> **YOUR ASSIGNMENT**
Skip the pictures. Quote every line below, exactly, from the one with "golden bokeh background." through the final line.

-------------------------

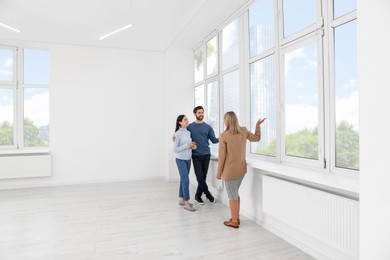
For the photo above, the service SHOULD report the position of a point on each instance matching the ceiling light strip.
(10, 28)
(116, 31)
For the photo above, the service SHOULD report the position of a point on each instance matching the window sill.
(329, 182)
(24, 152)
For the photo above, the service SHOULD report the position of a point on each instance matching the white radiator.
(324, 216)
(25, 166)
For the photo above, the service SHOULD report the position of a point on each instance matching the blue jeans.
(184, 170)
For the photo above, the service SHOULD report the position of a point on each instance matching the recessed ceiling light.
(9, 27)
(116, 31)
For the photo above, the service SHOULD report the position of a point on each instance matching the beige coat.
(232, 152)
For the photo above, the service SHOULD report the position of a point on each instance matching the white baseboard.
(56, 184)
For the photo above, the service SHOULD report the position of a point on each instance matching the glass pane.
(199, 64)
(298, 15)
(6, 117)
(213, 106)
(261, 27)
(36, 67)
(199, 96)
(347, 97)
(6, 65)
(231, 93)
(36, 117)
(263, 104)
(212, 56)
(230, 45)
(342, 7)
(301, 102)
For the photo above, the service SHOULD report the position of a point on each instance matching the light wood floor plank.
(127, 220)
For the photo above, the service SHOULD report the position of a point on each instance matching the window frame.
(321, 32)
(18, 89)
(333, 23)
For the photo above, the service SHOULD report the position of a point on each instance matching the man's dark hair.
(198, 108)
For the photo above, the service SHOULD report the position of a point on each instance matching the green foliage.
(303, 143)
(269, 150)
(6, 133)
(347, 146)
(32, 137)
(32, 134)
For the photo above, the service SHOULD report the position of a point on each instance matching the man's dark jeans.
(201, 166)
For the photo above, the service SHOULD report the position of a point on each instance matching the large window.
(24, 98)
(295, 62)
(301, 102)
(346, 91)
(206, 80)
(263, 103)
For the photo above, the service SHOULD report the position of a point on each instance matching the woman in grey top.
(183, 147)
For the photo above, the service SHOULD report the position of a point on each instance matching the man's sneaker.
(199, 201)
(189, 207)
(211, 198)
(181, 203)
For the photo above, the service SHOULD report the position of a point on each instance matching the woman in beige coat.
(231, 161)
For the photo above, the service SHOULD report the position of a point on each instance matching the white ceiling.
(157, 24)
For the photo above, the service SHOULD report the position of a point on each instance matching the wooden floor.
(128, 220)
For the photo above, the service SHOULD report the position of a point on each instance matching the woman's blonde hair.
(231, 121)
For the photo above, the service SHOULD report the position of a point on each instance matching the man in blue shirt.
(201, 133)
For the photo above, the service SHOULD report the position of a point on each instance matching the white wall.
(179, 99)
(374, 57)
(106, 116)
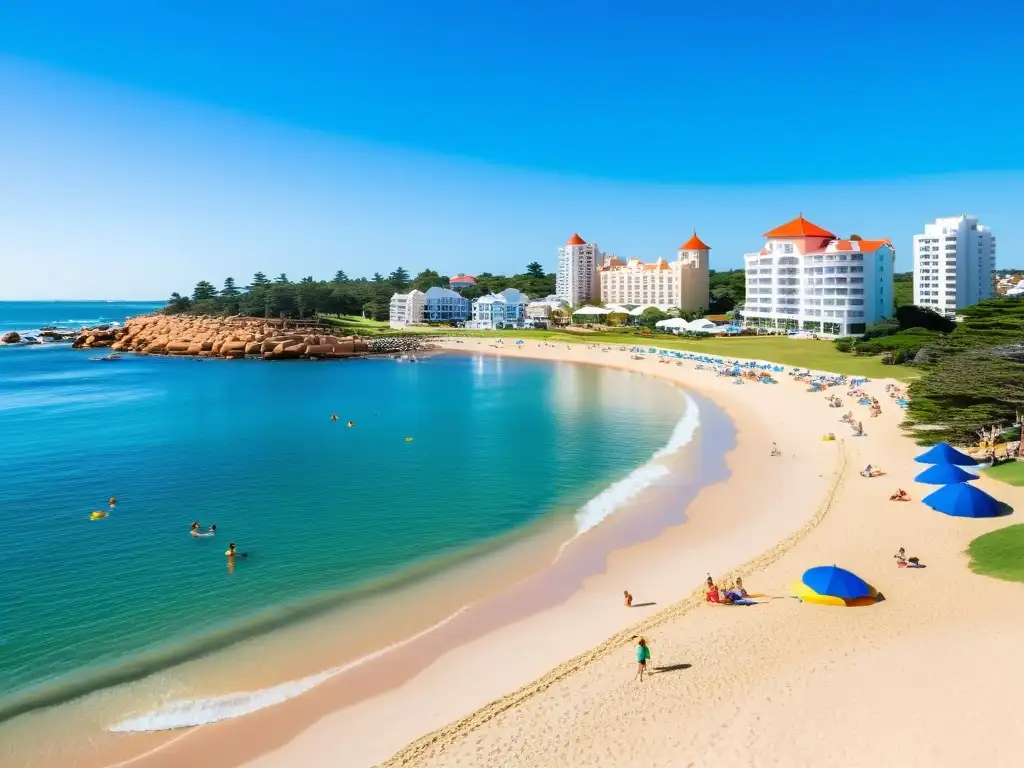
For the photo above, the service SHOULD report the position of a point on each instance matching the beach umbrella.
(962, 500)
(944, 474)
(836, 582)
(945, 454)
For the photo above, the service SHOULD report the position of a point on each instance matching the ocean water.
(321, 508)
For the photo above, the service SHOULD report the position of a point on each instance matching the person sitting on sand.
(714, 594)
(906, 562)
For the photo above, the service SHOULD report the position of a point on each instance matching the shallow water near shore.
(325, 510)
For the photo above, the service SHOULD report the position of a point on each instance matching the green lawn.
(817, 355)
(1011, 473)
(999, 554)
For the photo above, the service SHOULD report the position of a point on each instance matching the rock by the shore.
(182, 335)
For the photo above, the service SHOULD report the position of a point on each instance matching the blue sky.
(148, 144)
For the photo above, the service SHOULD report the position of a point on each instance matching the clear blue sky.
(144, 145)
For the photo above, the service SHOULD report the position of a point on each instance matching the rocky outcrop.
(223, 337)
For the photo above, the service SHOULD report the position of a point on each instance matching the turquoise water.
(321, 508)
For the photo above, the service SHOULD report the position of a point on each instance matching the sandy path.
(927, 677)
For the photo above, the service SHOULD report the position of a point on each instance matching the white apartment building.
(807, 279)
(540, 309)
(576, 280)
(407, 308)
(953, 262)
(504, 309)
(445, 305)
(683, 284)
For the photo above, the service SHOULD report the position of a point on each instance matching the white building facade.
(683, 284)
(807, 279)
(953, 261)
(576, 280)
(407, 308)
(540, 310)
(444, 305)
(505, 309)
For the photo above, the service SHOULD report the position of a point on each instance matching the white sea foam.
(620, 494)
(189, 713)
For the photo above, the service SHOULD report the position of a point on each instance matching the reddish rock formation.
(223, 337)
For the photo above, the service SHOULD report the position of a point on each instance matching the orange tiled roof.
(799, 227)
(863, 246)
(694, 244)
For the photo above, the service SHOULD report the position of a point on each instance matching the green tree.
(399, 279)
(177, 304)
(204, 291)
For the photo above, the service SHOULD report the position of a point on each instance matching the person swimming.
(232, 552)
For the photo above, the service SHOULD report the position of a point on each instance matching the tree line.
(369, 297)
(973, 386)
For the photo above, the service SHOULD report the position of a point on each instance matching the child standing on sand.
(643, 655)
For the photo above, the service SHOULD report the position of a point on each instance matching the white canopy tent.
(673, 324)
(591, 311)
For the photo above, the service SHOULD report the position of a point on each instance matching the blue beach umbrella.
(944, 474)
(836, 582)
(962, 500)
(945, 454)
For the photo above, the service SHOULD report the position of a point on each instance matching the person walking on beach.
(643, 655)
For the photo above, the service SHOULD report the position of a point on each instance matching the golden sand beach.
(926, 677)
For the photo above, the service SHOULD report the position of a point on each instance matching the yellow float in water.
(807, 595)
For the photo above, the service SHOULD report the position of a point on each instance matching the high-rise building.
(806, 279)
(576, 281)
(683, 284)
(953, 262)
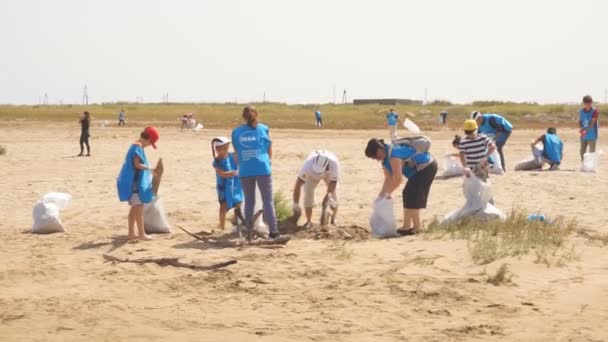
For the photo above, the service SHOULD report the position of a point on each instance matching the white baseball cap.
(220, 141)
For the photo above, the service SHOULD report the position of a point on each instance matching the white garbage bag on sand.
(46, 213)
(451, 166)
(155, 218)
(496, 168)
(382, 220)
(590, 162)
(478, 195)
(411, 126)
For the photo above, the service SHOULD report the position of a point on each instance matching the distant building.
(387, 102)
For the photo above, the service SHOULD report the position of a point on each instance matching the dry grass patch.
(492, 240)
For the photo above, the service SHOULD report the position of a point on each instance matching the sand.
(321, 287)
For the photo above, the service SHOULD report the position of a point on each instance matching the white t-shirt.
(332, 174)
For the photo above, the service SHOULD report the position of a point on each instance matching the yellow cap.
(470, 125)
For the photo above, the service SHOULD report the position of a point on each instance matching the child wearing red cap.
(134, 182)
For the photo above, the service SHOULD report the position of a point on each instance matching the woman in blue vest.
(496, 127)
(588, 116)
(553, 148)
(419, 169)
(253, 149)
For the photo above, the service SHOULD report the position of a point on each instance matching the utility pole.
(85, 96)
(334, 94)
(425, 94)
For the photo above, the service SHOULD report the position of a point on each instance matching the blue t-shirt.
(131, 180)
(392, 118)
(405, 152)
(251, 145)
(229, 190)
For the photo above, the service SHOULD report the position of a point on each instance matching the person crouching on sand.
(229, 191)
(134, 181)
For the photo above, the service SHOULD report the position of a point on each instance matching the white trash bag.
(590, 162)
(155, 218)
(46, 213)
(478, 195)
(496, 168)
(382, 220)
(259, 227)
(451, 166)
(411, 126)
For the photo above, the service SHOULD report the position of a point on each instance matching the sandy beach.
(319, 287)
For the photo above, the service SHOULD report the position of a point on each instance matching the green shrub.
(281, 206)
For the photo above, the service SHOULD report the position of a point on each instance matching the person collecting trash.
(392, 120)
(229, 191)
(553, 149)
(474, 147)
(320, 165)
(134, 183)
(496, 127)
(407, 157)
(588, 123)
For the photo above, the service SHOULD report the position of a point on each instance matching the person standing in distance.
(392, 119)
(496, 127)
(121, 117)
(85, 123)
(253, 149)
(318, 118)
(589, 126)
(320, 165)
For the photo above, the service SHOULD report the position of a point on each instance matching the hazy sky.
(297, 51)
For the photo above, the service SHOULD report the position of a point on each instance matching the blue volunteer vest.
(486, 128)
(131, 181)
(585, 118)
(552, 148)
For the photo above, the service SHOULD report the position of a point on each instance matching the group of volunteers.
(239, 173)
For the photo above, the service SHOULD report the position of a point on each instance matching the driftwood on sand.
(262, 243)
(169, 262)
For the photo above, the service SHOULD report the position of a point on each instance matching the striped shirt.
(475, 149)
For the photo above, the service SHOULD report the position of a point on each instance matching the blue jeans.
(265, 185)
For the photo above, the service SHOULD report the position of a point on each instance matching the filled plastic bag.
(590, 162)
(411, 126)
(451, 166)
(382, 220)
(496, 168)
(477, 206)
(46, 213)
(155, 218)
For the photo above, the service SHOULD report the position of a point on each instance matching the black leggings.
(84, 140)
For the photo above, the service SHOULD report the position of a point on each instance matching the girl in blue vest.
(419, 169)
(588, 123)
(229, 191)
(253, 149)
(134, 181)
(494, 125)
(553, 148)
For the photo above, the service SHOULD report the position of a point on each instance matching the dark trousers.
(499, 146)
(84, 140)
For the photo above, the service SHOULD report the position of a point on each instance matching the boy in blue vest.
(553, 148)
(496, 127)
(392, 120)
(589, 127)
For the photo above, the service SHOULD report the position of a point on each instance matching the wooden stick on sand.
(169, 262)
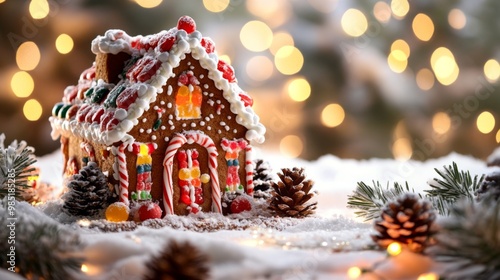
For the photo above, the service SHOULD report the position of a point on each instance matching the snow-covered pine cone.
(407, 220)
(178, 261)
(88, 192)
(490, 187)
(291, 194)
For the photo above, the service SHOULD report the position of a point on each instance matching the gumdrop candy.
(117, 212)
(240, 204)
(208, 44)
(187, 24)
(149, 210)
(227, 71)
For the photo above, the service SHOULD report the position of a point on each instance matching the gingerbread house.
(163, 117)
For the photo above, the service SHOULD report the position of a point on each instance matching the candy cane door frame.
(181, 143)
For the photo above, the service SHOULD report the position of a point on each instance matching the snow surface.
(321, 247)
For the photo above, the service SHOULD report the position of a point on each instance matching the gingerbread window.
(188, 97)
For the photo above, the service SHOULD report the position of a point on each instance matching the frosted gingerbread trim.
(115, 41)
(177, 141)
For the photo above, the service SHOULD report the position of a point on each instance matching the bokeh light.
(64, 44)
(491, 70)
(256, 36)
(382, 11)
(332, 115)
(148, 4)
(400, 8)
(401, 45)
(423, 27)
(444, 66)
(22, 84)
(27, 56)
(216, 6)
(485, 122)
(298, 89)
(288, 60)
(425, 79)
(259, 68)
(441, 123)
(457, 19)
(291, 146)
(401, 149)
(354, 23)
(280, 39)
(397, 61)
(39, 9)
(32, 110)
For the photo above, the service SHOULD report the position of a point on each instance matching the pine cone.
(178, 261)
(291, 194)
(408, 220)
(88, 192)
(262, 176)
(490, 187)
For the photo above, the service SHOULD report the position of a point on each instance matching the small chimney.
(110, 66)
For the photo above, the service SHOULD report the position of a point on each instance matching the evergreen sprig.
(16, 162)
(369, 200)
(453, 185)
(44, 249)
(469, 240)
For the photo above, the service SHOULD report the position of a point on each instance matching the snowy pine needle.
(15, 164)
(452, 186)
(369, 200)
(469, 240)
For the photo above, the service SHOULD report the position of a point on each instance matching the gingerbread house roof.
(106, 112)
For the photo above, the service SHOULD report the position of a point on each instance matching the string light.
(332, 115)
(22, 84)
(64, 43)
(39, 9)
(27, 56)
(423, 27)
(394, 249)
(216, 6)
(288, 60)
(485, 122)
(256, 36)
(148, 4)
(354, 22)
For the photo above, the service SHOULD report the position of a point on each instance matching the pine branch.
(452, 186)
(15, 166)
(470, 240)
(369, 200)
(43, 248)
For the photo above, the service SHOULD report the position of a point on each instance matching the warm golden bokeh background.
(359, 79)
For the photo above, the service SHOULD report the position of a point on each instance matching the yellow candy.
(205, 178)
(195, 172)
(117, 212)
(184, 174)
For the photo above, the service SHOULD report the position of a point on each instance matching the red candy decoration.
(240, 204)
(166, 42)
(149, 211)
(187, 24)
(126, 98)
(208, 44)
(227, 71)
(247, 100)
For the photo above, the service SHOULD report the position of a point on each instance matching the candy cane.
(249, 169)
(123, 174)
(168, 188)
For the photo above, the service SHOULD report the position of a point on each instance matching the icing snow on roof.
(106, 113)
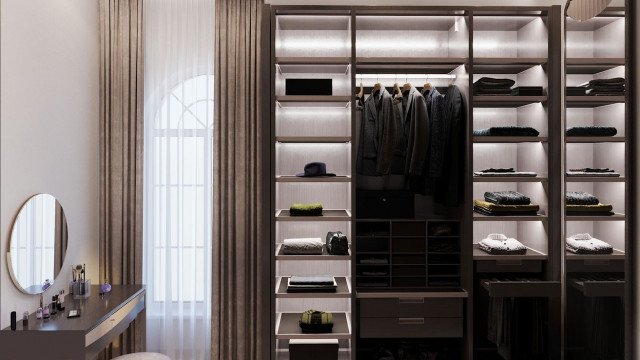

-------------------------

> **RESPONSE TO THE EXERCISE**
For the photo above, the service SHOULD report the position of a point on each instance matching the warm golden bokeh background.
(359, 79)
For the photo above, the service SHOULD report the position of a point on each instance matching the yellow candy.
(205, 178)
(195, 172)
(117, 212)
(184, 174)
For the photo above, the service SHOULD report the position of a point on each instance matching the red candy decoration.
(240, 204)
(166, 42)
(149, 211)
(187, 24)
(126, 98)
(208, 44)
(227, 71)
(247, 100)
For the photo above, the service SHOULD report the position of a point on each instance matching the candy cane.
(249, 169)
(123, 174)
(168, 188)
For the photo above, the service SHOULD report the position of a point on each instance matching the icing snow on roof.
(106, 113)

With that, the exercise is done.